[Object point labels]
• • •
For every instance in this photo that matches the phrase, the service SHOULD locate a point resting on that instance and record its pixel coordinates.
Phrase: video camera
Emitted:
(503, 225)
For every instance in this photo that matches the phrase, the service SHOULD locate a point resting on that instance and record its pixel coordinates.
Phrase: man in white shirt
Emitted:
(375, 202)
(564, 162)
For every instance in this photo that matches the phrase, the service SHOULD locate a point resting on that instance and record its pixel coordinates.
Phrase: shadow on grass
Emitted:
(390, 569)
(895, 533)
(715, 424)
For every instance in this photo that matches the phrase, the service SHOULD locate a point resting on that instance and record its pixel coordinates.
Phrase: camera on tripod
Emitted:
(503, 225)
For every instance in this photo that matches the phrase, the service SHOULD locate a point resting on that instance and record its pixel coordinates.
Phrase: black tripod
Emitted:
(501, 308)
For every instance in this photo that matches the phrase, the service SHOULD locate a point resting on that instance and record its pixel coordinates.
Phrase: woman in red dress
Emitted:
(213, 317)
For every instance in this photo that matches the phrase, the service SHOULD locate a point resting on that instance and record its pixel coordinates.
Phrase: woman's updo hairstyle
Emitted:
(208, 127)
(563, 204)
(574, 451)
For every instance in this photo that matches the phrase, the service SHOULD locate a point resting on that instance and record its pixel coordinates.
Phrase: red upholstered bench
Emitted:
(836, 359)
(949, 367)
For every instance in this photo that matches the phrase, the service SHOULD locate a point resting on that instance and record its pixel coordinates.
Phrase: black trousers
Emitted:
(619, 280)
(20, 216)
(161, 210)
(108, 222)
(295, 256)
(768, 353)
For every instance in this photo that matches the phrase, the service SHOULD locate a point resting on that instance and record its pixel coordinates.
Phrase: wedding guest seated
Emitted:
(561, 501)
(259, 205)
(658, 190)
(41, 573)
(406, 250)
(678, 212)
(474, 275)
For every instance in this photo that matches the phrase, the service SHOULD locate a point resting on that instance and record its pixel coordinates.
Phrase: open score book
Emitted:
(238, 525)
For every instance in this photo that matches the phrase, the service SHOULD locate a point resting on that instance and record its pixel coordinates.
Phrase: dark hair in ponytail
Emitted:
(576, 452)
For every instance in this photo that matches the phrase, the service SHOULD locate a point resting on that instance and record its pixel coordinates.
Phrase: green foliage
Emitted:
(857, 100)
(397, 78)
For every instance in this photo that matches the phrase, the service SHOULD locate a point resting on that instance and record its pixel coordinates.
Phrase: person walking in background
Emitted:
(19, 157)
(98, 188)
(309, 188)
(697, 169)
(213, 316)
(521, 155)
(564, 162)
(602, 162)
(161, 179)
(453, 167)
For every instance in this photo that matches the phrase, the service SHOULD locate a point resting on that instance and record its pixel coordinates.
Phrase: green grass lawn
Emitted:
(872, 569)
• • •
- _SHORT TASK_
Return the listing above in full, character for character.

- _RESULT FOR THIS TASK_
For every instance in this photo that matches the phrase, the service SHOULD locate a point resting on that instance and record its pixel coordinates.
Phrase: video camera
Emitted:
(503, 225)
For every instance in this photo that matches the phrase, the service SHOULD locate a point resting on that instance and record its pixel coordinates.
Phrase: man in white shirt
Emitted:
(375, 202)
(564, 162)
For every instance in this photo that matches the phrase, the service SHOULD locate a point resting on that instance and record its pixel coordinates.
Phrase: shadow on grass
Emitted:
(390, 569)
(895, 533)
(715, 424)
For every instance in this photo that matches the phrase, the service SHOULD locate a point resting on that instance and record its pixel coordinates.
Phrase: camera on tripod
Emitted:
(503, 225)
For every instance in this photo that matches the phrase, the service SHOULD locate a point resting on that instance and record its pixel coordinates.
Phrase: black tripod
Emitted:
(501, 308)
For every instance in this photo that matches the phrase, the service SHOULD locate a point resting on that instance and record its pixel coordinates.
Phrase: woman in red dress
Emitted:
(213, 317)
For every instance in this photo that matches the phrase, the service SHOULD locate a point resting on that instance and record its pixel coordinates.
Phrase: woman's updo hairstyle
Emitted:
(208, 127)
(563, 204)
(574, 451)
For every instance in this photo that matches the phrase, the service SHOULD locate a point resting on that instance and record its pixel coordinates.
Phrase: red upholstered bench
Emitted:
(836, 359)
(949, 367)
For every instance in this photo that matches the phrase, the service SHOULD locate a point resting on that instance and record its pixel coordinates.
Phrase: black trousers
Emitted:
(619, 280)
(20, 216)
(161, 210)
(108, 222)
(295, 256)
(768, 353)
For every instance in this photo that matches the phrase, the service SHOULD locate a point resting on that instance and record its pixel coordinates.
Phrase: wedding guest seated
Emitted:
(561, 501)
(259, 205)
(658, 190)
(41, 573)
(406, 250)
(678, 212)
(474, 275)
For every instance in this photo that matches the phrase, the service SHOULD locate a point resting on that instance and record its pixel coordinates.
Phrase: open score book
Emitted:
(238, 525)
For every instance in this photo that matches the phrase, the service SHOULD locate a point resting on that instance and record its pixel coordinates.
Phrase: dark hair in ponytail
Emitted:
(576, 452)
For every instance in this photo that matches the phrase, the service SHOULD locate a point resting on that instance and record its pixel coordinates.
Phrase: green foliage
Emitted:
(857, 100)
(397, 78)
For every instance in this photo that matches the phrase, the service SHOULD locate a point resting on that instance and record its pixel coordinates.
Phrase: person walking in background
Emitted:
(19, 157)
(98, 188)
(309, 188)
(697, 169)
(213, 316)
(521, 155)
(564, 162)
(602, 162)
(161, 179)
(453, 167)
For every instance in this photo that matches the phrase, the service SHOULD locate a point resting on that instance and record its pixel coordinates.
Phrase: green grass lawn
Emitted:
(872, 569)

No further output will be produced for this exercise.